* Problem details:
Answer these questions from the profile of James Hamilton:
1. Which press published Democracy's Detectives, and in what year?
2. Which center did Hamilton direct while teaching at Duke University's Sanford School of Public Policy?
3. Which university awarded his PhD in Economics?
--- Source extract Enclosed Below ---
James Hamilton
Stanford Institute for Economic Policy Research (SIEPR)
Hearst Professor
Department of Communication
James T. Hamilton is the Hearst Professor of Communication and the Director of the Journalism Program. His books on media markets and information provision include All the News That’s Fit to Sell: How the Market Transforms Information into News (Princeton, 2004), Regulation Through Revelation: The Origin, Politics, and Impacts of the Toxics Release Inventory Program (Cambridge, 2005), and Channeling Violence: The Economic Market for Violent Television Programming (Princeton, 1998). His most recent book, Democracy’s Detectives: The Economics of Investigative Journalism (Harvard, 2016), focuses on the market for investigative reporting. Through research in the field of computational journalism, he is exploring how the costs of story discovery can be lowered through better use of data and algorithms. Hamilton is co-founder of the Stanford Computational Journalism Lab, Senior Fellow at the Stanford Institute for Economic Policy Research, affiliated faculty at the Brown Institute for Media Innovation, and member of the JSK Journalism Fellowships Board of Visitors.
For his accomplishments in research, he has won awards such as the David N Kershaw Award of the Association for Public Policy Analysis and Management, the Goldsmith Book Prize from the Kennedy School’s Shorenstein Center, the Frank Luther Mott Research Award, and a Center for Advanced Study in the Behavioral Sciences Fellowship. Teaching awards from Duke and Harvard include the Allyn Young Prize for Excellence in Teaching the Principles of Economics, Trinity College Distinguished Teaching Award, Bass Society of Fellows, and Susan Tifft Undergraduate Teaching and Mentoring Award.
Prior to joining the Stanford faculty, Hamilton taught at Duke University’s Sanford School of Public Policy, where he directed the De Witt Wallace Center for Media and Democracy. He earned a BA in Economics and Government (summa cum laude) and PhD in Economics from Harvard University.
--- End of Enclosed Source extract ---
--- Records Enclosed Below ---
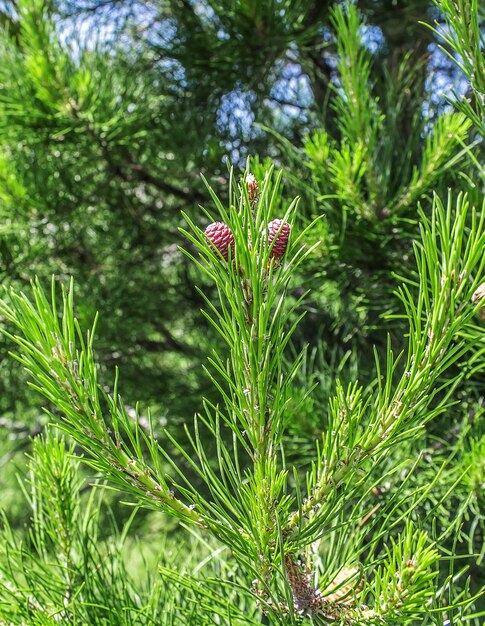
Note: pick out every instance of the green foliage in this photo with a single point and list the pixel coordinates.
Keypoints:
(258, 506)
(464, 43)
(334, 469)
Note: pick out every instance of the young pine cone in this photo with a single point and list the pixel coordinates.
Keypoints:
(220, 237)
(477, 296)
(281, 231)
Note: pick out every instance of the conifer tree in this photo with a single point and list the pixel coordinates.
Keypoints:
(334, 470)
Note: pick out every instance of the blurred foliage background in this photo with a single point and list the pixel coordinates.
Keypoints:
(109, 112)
--- End of Enclosed Records ---
--- Records Enclosed Below ---
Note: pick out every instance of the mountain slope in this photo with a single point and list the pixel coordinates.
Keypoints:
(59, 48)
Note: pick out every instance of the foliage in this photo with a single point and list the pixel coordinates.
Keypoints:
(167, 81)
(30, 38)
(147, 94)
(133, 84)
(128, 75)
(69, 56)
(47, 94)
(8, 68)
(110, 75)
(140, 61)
--- End of Enclosed Records ---
* Reply:
1. Harvard, 2016
2. The De Witt Wallace Center for Media and Democracy
3. Harvard University